> **Work request**: Leave the images aside and output every entry exactly.

[Saved entries]
********************

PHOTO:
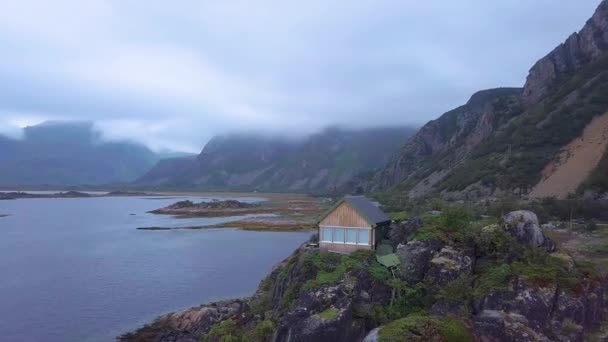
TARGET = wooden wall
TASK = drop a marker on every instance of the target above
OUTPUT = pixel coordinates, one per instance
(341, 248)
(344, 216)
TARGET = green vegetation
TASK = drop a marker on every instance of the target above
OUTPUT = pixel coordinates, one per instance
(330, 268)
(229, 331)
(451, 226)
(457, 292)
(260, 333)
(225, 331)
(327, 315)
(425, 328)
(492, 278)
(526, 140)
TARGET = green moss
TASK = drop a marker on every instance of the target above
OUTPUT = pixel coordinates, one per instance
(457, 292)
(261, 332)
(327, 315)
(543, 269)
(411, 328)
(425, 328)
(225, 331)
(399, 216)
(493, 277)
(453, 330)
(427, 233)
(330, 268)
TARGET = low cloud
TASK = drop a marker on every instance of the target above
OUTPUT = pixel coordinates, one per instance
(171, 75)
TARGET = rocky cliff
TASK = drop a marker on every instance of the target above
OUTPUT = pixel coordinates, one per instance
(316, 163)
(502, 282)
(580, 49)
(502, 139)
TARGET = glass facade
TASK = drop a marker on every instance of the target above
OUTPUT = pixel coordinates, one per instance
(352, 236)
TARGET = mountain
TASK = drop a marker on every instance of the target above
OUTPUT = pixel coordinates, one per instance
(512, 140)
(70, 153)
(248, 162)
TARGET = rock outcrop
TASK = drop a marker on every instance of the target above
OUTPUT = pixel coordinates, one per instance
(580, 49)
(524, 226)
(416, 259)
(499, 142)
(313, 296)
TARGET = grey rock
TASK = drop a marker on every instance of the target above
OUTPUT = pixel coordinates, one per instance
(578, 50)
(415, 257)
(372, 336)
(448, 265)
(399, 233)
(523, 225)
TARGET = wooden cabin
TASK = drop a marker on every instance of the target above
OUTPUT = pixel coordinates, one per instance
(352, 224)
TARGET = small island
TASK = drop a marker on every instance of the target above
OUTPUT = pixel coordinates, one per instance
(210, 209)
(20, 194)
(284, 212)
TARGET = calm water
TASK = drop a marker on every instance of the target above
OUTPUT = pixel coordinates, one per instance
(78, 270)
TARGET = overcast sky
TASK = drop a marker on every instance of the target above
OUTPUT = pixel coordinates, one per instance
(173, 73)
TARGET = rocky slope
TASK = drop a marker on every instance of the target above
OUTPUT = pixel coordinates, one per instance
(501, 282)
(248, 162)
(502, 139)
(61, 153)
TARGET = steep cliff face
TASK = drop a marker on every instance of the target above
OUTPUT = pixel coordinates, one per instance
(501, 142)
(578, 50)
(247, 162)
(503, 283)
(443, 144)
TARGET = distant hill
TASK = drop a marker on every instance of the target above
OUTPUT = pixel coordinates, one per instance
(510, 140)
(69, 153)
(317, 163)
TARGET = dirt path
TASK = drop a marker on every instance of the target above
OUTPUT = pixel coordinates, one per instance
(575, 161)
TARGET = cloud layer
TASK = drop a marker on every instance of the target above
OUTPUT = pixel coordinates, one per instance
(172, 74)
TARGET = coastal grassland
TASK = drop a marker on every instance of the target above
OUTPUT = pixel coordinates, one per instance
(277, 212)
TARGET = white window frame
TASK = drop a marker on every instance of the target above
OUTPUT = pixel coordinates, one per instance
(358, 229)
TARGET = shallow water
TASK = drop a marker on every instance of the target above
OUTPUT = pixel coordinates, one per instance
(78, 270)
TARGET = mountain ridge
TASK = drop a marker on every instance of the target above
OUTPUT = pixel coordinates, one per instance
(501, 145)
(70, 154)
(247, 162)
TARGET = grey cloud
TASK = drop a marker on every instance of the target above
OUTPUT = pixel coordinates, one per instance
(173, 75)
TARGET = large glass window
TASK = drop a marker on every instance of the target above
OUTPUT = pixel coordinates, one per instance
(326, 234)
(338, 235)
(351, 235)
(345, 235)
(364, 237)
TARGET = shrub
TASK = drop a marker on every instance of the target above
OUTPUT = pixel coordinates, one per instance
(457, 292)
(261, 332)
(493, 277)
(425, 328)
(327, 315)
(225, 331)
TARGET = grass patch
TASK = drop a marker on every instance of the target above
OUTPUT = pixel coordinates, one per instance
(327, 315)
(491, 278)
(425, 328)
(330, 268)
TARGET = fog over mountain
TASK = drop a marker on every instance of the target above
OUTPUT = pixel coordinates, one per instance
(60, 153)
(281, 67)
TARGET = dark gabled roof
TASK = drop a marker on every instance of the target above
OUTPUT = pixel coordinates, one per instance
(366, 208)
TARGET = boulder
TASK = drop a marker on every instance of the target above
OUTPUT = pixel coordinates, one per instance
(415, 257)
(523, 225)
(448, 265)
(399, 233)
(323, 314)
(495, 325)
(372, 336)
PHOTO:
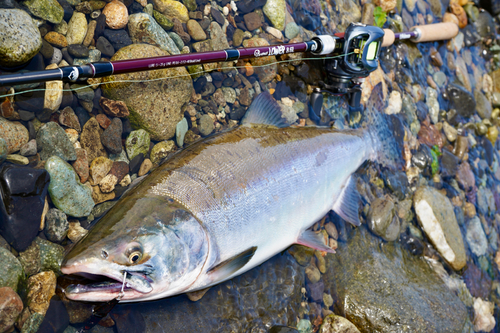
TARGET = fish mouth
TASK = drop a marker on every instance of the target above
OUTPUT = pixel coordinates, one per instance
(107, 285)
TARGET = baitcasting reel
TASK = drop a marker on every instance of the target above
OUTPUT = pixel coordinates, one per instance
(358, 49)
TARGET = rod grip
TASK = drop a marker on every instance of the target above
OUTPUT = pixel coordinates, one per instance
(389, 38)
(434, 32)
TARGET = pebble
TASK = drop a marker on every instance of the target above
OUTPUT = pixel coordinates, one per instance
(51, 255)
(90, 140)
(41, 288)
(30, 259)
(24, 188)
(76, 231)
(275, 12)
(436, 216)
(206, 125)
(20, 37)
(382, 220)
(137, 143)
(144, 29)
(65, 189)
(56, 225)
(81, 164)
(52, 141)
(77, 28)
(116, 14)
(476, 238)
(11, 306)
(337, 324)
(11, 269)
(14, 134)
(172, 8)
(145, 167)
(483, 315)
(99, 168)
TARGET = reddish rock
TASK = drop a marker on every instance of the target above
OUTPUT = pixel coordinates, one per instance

********************

> **Answer box**:
PHOTO:
TARGET = wooden wall
TASK = drop a marker on every instance of the target above
OUTPUT = pixel coordinates, one per instance
(341, 248)
(344, 216)
TARGET = green vegetation
TASK = drop a marker on every instance of the target above
OUTPUT = pixel coordinates, one per instance
(330, 268)
(229, 331)
(451, 226)
(457, 292)
(260, 333)
(225, 331)
(327, 315)
(425, 328)
(492, 278)
(526, 140)
TARGET = green moss
TASK = drop a marker on every instance of the target above
OUTPUT = pixel coordinates, one per instance
(457, 292)
(261, 332)
(327, 315)
(543, 269)
(411, 328)
(425, 328)
(225, 331)
(399, 216)
(493, 277)
(453, 330)
(427, 233)
(330, 268)
TARGET = low cloud
TASK = drop a marker on every instance of the target above
OUTPUT = pixel coordinates, one per instance
(171, 75)
TARGET = rocky cliff
TASK = drop a marker on every instance of the target above
OUTPUT = pixel coordinates, one per instance
(316, 163)
(502, 282)
(580, 49)
(502, 139)
TARGET = glass facade
TASK = drop a marker on every instance of the target above
OUTPUT = pixel coordinates, one per instance
(352, 236)
TARGET = mountain
TASK = drop a marker on every instance of the target above
OUTPUT = pixel coordinates, one per instance
(512, 140)
(70, 153)
(248, 162)
TARGET = rock outcrop
TASK = drop a marker on every instance of the target above
OUTPUT = pixel coordinates, one per instance
(580, 49)
(524, 226)
(416, 259)
(499, 142)
(313, 296)
TARGET = grey rock
TASK = drop a marker on every instance of the target above
OUTPUT = pixel coordinates, one per instance
(578, 50)
(415, 257)
(372, 336)
(448, 265)
(399, 233)
(523, 225)
TARGET = wooden cabin
TASK = drop a marker on every instance of the target above
OUTPUT = pixel coordinates, one per instance
(352, 224)
TARGET = small island
TASK = drop a marker on every instance of the target above
OUTPUT = pixel coordinates, one per instance
(210, 209)
(20, 194)
(284, 212)
TARGET = calm water
TASK = drop a marker on every instance of the target above
OUTPUT = pixel coordinates, one per instance
(78, 270)
TARGET = overcast sky
TASK = drop a marker on every instance of the target above
OUTPUT = pixel coordinates, one per instance
(173, 73)
TARGET = rocky slope
TASK = drop a marker on every instance of the target above
OUTPUT = pixel coordinates, one per instance
(501, 282)
(248, 162)
(502, 139)
(61, 153)
TARGET = steep cliff face
TASK = drop a marker on every instance of the target above
OUTPUT = pixel coordinates, one per instance
(501, 142)
(578, 50)
(247, 162)
(503, 283)
(443, 144)
TARGET = distant hill
TASK = drop a marker on every instance of the target above
OUTPUT = pixel coordinates, one per instance
(510, 140)
(69, 153)
(317, 163)
TARGET = dirt path
TASK = drop a marker on every instance of the target above
OUTPUT = pixel coordinates, one per instance
(575, 161)
TARGET = cloud layer
TASK = drop a marker on every instance of the target above
OUTPUT = pixel coordinates, one per instance
(172, 74)
TARGET = coastal grassland
TASK = drop a marker on every instance of the target above
OUTPUT = pixel coordinates, one per instance
(277, 212)
TARGET = white window frame
TASK = drop a marker on every instance of the target above
OUTPUT = pixel coordinates, one per instance
(358, 229)
TARGET = shallow water
TASK = drop a marker on every instance of the target above
OUTPUT = pixel coordinates, one per instance
(78, 270)
TARGET = mountain ridge
TASK = drop a marker on every instance of the target above
OUTPUT = pixel coordinates, one per instance
(501, 145)
(70, 154)
(247, 162)
TARGET = grey cloud
TASK = drop a marker on every instance of the target above
OUTPUT = pixel coordinates, one per instance
(173, 75)
TARGET = large glass window
TASK = drop a marker on every instance of the target above
OUTPUT = pixel coordinates, one per instance
(326, 234)
(338, 235)
(351, 235)
(345, 235)
(364, 237)
TARGET = shrub
TASK = drop a marker on every instance of the target above
OUTPUT = pixel coordinates, one per instance
(457, 292)
(261, 332)
(493, 277)
(425, 328)
(327, 315)
(225, 331)
TARGET = grass patch
TASK = drop a marker on every instance of the target above
OUTPUT = pixel coordinates, one per instance
(327, 315)
(491, 278)
(425, 328)
(330, 268)
TARGET = fog over mountain
TASK = drop a marker on every instance of the target above
OUTPUT = pixel coordinates, one per instance
(60, 153)
(281, 67)
TARGET = dark gabled roof
TASK = drop a marker on every instance of the target above
OUTPUT = pixel coordinates, one per instance
(366, 208)
TARGET = boulder
TASK = drop a marker on every instance of the target above
OUTPUT = pixel coordinates, one per instance
(415, 257)
(523, 225)
(448, 265)
(399, 233)
(323, 314)
(495, 325)
(372, 336)
PHOTO:
TARGET = fish mouth
TASK = drop a marker on every instance of the target above
OUTPUT = pixel coordinates, one per instance
(107, 285)
TARGET = baitcasting reel
TASK = drop a marker on every instance of the target above
OUTPUT = pixel coordinates, one per instance
(358, 49)
TARGET = rod grip
TASK = drop a marker on every instance of the target above
OUTPUT = pixel coordinates, one per instance
(389, 38)
(434, 32)
TARGET = pebble
TASK = drop a marker on every instance of the target above
OUTPUT = pixel coordinates, one per instance
(51, 255)
(90, 140)
(41, 288)
(30, 259)
(24, 188)
(76, 231)
(275, 12)
(436, 216)
(206, 125)
(20, 37)
(382, 220)
(137, 143)
(144, 29)
(65, 189)
(56, 225)
(81, 164)
(52, 141)
(77, 28)
(116, 14)
(476, 238)
(11, 306)
(337, 324)
(11, 269)
(14, 134)
(172, 8)
(145, 167)
(483, 315)
(99, 168)
TARGET = reddish rock
TASK = drop a marker on every instance of the target above
OUTPUT = pixel coordinates, one per instance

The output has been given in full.